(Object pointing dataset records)
· · · · · · ·

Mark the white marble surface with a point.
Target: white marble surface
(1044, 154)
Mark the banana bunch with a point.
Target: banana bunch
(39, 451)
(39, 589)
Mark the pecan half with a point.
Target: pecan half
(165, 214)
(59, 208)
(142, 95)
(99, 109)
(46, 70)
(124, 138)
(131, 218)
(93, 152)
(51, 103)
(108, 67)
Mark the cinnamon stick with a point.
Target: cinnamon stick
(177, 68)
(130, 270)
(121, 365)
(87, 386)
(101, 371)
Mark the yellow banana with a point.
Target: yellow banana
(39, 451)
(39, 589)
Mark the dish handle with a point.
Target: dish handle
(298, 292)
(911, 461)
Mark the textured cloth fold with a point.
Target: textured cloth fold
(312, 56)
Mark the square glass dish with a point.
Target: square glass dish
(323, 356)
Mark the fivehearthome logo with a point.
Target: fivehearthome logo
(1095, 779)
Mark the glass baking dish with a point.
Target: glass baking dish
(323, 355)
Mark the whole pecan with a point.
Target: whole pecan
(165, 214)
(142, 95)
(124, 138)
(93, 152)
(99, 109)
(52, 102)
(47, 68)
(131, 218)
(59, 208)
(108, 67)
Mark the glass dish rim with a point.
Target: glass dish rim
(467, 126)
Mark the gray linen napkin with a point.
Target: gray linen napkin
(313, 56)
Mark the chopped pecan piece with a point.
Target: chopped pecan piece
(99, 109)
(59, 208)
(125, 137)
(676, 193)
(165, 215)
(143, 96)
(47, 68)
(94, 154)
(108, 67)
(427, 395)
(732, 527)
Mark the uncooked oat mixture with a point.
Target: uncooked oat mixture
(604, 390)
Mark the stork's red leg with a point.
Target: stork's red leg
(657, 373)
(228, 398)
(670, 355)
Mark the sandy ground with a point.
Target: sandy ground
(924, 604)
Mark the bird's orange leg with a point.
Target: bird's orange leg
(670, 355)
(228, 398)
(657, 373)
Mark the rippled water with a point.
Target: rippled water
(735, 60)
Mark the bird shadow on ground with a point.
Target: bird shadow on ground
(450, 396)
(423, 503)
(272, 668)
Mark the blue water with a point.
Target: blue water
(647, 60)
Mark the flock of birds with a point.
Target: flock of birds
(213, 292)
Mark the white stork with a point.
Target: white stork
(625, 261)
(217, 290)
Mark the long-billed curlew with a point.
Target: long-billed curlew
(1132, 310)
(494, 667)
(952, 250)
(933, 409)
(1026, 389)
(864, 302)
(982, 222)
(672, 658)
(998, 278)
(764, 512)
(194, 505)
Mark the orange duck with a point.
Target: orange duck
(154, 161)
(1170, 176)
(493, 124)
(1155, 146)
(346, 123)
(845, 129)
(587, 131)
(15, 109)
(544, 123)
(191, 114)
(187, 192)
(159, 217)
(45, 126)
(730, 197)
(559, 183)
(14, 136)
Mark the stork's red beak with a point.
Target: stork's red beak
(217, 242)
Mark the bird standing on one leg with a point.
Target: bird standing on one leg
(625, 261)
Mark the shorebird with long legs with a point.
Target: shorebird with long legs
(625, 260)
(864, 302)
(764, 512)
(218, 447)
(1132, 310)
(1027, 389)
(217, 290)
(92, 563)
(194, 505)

· · · · · · ·

| Aim |
Give every line of the records above as a numbered list, leaving out any blank lines.

| Finished exercise |
1. Mark the white marble surface with a point.
2. Target: white marble surface
3. (1044, 154)
4. Mark the banana bunch with a point.
5. Target: banana bunch
6. (39, 451)
7. (39, 589)
8. Mark the pecan half with a point.
9. Target: pecan half
10. (165, 214)
11. (59, 208)
12. (142, 95)
13. (99, 109)
14. (46, 70)
15. (124, 138)
16. (131, 218)
17. (93, 152)
18. (51, 103)
19. (108, 67)
20. Mark the cinnamon stick with a point.
21. Target: cinnamon stick
22. (177, 68)
23. (130, 270)
24. (121, 365)
25. (87, 386)
26. (101, 371)
27. Mark the yellow banana with a point.
28. Target: yellow banana
29. (39, 451)
30. (39, 589)
31. Mark the dish handle with a point.
32. Target: dish handle
33. (298, 292)
34. (911, 461)
35. Mark the textured cloth fold with a point.
36. Target: textured cloth fold
37. (312, 56)
38. Mark the square glass dish with a point.
39. Target: square glass dish
40. (323, 356)
41. Mark the fivehearthome logo with a point.
42. Target: fivehearthome logo
43. (1095, 779)
44. Mark the glass baking dish with a point.
45. Target: glass baking dish
46. (323, 355)
47. Mark the whole pecan with a point.
48. Target: whole pecan
49. (165, 214)
50. (142, 95)
51. (124, 138)
52. (93, 152)
53. (99, 109)
54. (52, 102)
55. (47, 68)
56. (131, 218)
57. (59, 208)
58. (108, 67)
59. Mark the glass dish rim with a point.
60. Target: glass dish rim
61. (467, 126)
62. Mark the gray linen napkin with a point.
63. Target: gray linen napkin
64. (313, 56)
65. Mark the chopped pecan piece with a point.
66. Target: chopped pecan piece
67. (99, 109)
68. (59, 208)
69. (125, 137)
70. (676, 193)
71. (165, 215)
72. (143, 96)
73. (47, 68)
74. (94, 154)
75. (108, 67)
76. (427, 395)
77. (732, 527)
78. Mark the uncooked oat mixture with a point.
79. Target: uncooked oat mixture
80. (604, 390)
81. Mark the stork's red leg with a point.
82. Target: stork's red leg
83. (657, 373)
84. (228, 398)
85. (670, 355)
86. Mark the sandy ground with a point.
87. Target: sandy ground
88. (924, 604)
89. Mark the bird's orange leg with a point.
90. Target: bird's orange leg
91. (670, 355)
92. (228, 398)
93. (657, 373)
94. Mark the rippled water with a point.
95. Target: rippled water
96. (735, 60)
97. Mark the bird shadow on ground with a point.
98. Target: bird shadow on ground
99. (450, 396)
100. (423, 503)
101. (272, 668)
102. Mark the blue water with a point.
103. Target: blue water
104. (647, 60)
105. Mark the flock of birds with a point.
106. Target: flock of birds
107. (213, 292)
108. Mark the white stork with a point.
109. Target: white stork
110. (625, 261)
111. (217, 290)
112. Mark the long-billed curlew with a point.
113. Target: long-billed curlew
114. (1132, 310)
115. (494, 667)
116. (952, 250)
117. (933, 409)
118. (1026, 389)
119. (864, 302)
120. (982, 222)
121. (672, 658)
122. (998, 278)
123. (764, 512)
124. (194, 505)
125. Mark the orange duck with a point.
126. Target: orange duck
127. (154, 161)
128. (1170, 176)
129. (493, 124)
130. (1155, 146)
131. (346, 123)
132. (845, 129)
133. (587, 131)
134. (15, 109)
135. (544, 123)
136. (191, 114)
137. (187, 192)
138. (159, 217)
139. (45, 126)
140. (730, 197)
141. (559, 183)
142. (14, 136)
143. Mark the stork's red beak with a point.
144. Target: stork's red beak
145. (217, 242)
146. Mark the bird standing on one leg with a point.
147. Target: bird standing on one leg
148. (625, 261)
149. Mark the shorebird with long legs with a point.
150. Target: shorebird with long legs
151. (625, 260)
152. (864, 302)
153. (764, 512)
154. (218, 447)
155. (1132, 310)
156. (1027, 389)
157. (217, 290)
158. (92, 563)
159. (194, 505)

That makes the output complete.